## Supplied information
--------------------
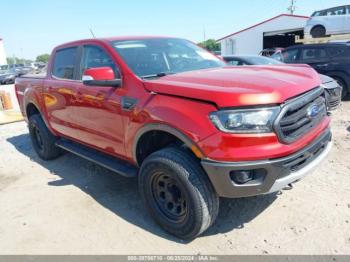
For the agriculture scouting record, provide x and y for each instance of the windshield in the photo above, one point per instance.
(161, 56)
(261, 60)
(278, 57)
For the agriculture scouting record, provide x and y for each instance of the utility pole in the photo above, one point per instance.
(292, 7)
(204, 34)
(92, 33)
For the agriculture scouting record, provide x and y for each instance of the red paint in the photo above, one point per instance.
(93, 115)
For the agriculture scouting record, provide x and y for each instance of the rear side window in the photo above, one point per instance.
(313, 54)
(290, 56)
(341, 52)
(235, 62)
(336, 11)
(64, 63)
(94, 56)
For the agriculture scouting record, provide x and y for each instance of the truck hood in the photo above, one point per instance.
(239, 86)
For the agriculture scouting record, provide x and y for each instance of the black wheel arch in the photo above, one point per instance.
(149, 128)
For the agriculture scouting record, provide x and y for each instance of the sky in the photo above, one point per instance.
(32, 27)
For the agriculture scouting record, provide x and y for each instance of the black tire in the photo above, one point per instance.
(195, 204)
(318, 31)
(42, 139)
(344, 86)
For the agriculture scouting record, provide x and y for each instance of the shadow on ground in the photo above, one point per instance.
(120, 195)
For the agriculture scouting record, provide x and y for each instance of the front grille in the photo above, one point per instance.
(299, 115)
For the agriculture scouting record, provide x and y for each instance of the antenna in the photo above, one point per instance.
(92, 33)
(292, 7)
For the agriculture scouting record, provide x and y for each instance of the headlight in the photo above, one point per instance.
(245, 120)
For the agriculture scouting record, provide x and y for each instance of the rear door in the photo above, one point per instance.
(99, 109)
(60, 90)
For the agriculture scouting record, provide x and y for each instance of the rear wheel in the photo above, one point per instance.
(178, 193)
(42, 139)
(318, 31)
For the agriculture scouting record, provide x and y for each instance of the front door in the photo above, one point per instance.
(60, 91)
(99, 107)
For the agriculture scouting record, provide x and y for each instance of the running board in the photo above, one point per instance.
(114, 164)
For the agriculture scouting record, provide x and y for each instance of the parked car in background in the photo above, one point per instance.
(18, 69)
(190, 128)
(7, 77)
(332, 59)
(239, 60)
(329, 21)
(332, 88)
(270, 51)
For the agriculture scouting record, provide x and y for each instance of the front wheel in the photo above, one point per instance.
(177, 192)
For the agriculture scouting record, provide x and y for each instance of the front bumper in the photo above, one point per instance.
(269, 175)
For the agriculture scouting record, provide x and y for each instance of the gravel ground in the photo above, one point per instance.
(71, 206)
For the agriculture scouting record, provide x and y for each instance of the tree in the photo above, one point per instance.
(43, 58)
(210, 45)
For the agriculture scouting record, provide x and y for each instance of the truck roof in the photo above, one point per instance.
(113, 38)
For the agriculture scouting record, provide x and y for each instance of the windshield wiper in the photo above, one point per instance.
(161, 74)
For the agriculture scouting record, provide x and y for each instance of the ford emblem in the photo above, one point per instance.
(313, 111)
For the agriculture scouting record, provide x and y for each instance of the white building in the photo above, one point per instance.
(2, 53)
(279, 31)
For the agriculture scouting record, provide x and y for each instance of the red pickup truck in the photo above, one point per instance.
(191, 128)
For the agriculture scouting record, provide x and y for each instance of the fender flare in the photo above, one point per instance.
(165, 128)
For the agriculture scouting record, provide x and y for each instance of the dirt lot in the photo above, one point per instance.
(72, 206)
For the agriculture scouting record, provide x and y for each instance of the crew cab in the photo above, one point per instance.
(189, 127)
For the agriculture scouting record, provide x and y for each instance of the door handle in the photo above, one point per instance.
(322, 65)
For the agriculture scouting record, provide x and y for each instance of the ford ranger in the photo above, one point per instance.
(189, 127)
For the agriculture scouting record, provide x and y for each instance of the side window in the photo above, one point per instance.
(64, 63)
(336, 51)
(336, 11)
(94, 56)
(290, 56)
(234, 62)
(313, 54)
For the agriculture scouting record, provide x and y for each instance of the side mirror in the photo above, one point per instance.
(100, 76)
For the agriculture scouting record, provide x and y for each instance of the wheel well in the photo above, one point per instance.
(31, 110)
(153, 141)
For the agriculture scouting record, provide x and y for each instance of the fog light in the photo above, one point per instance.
(242, 176)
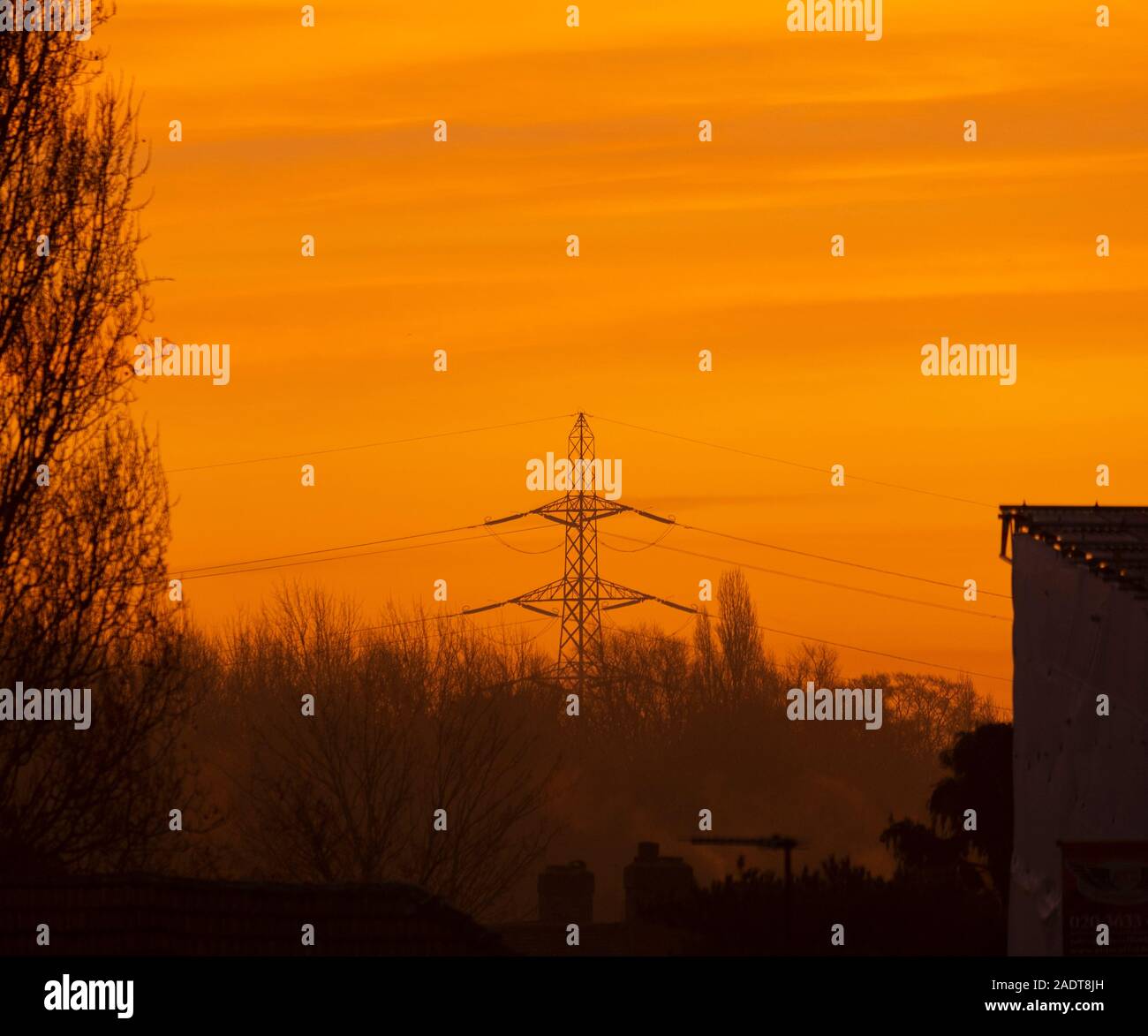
--------------------
## What the exercise asks
Pick out every line in the rows above that contains the word "front", and copy each one. Case counts.

## Exercise answer
For the agriculture scouting record, provide x and y for each instance of the front grille in the photo above, one point per instance.
For the agriculture scouting record, provide x and y for each instance of the front door in the photo above, one point per instance.
For the agriculture scouting record, provide x and y for each instance of the front wheel in the photo above, one point per instance.
For the agriculture scouting record, provide x and y for each instance of the front bumper in the photo above, one point per instance.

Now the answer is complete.